*RECORDS*.

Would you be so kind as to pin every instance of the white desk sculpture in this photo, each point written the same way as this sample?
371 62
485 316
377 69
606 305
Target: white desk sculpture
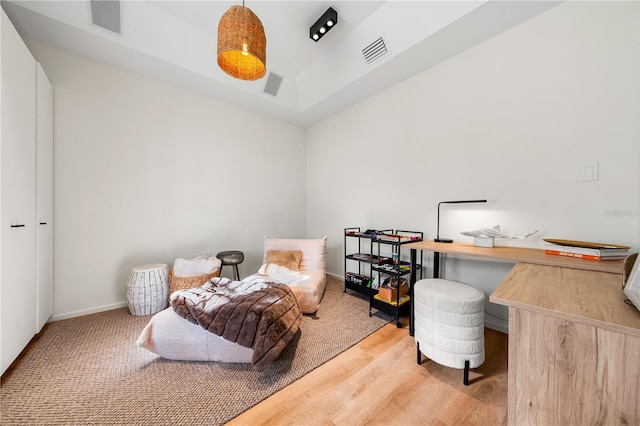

*STATED EXERCISE*.
Please count the lines of the records above that contain the word "sculpture" and reply with only that number.

*ANSWER TO THE EXERCISE*.
2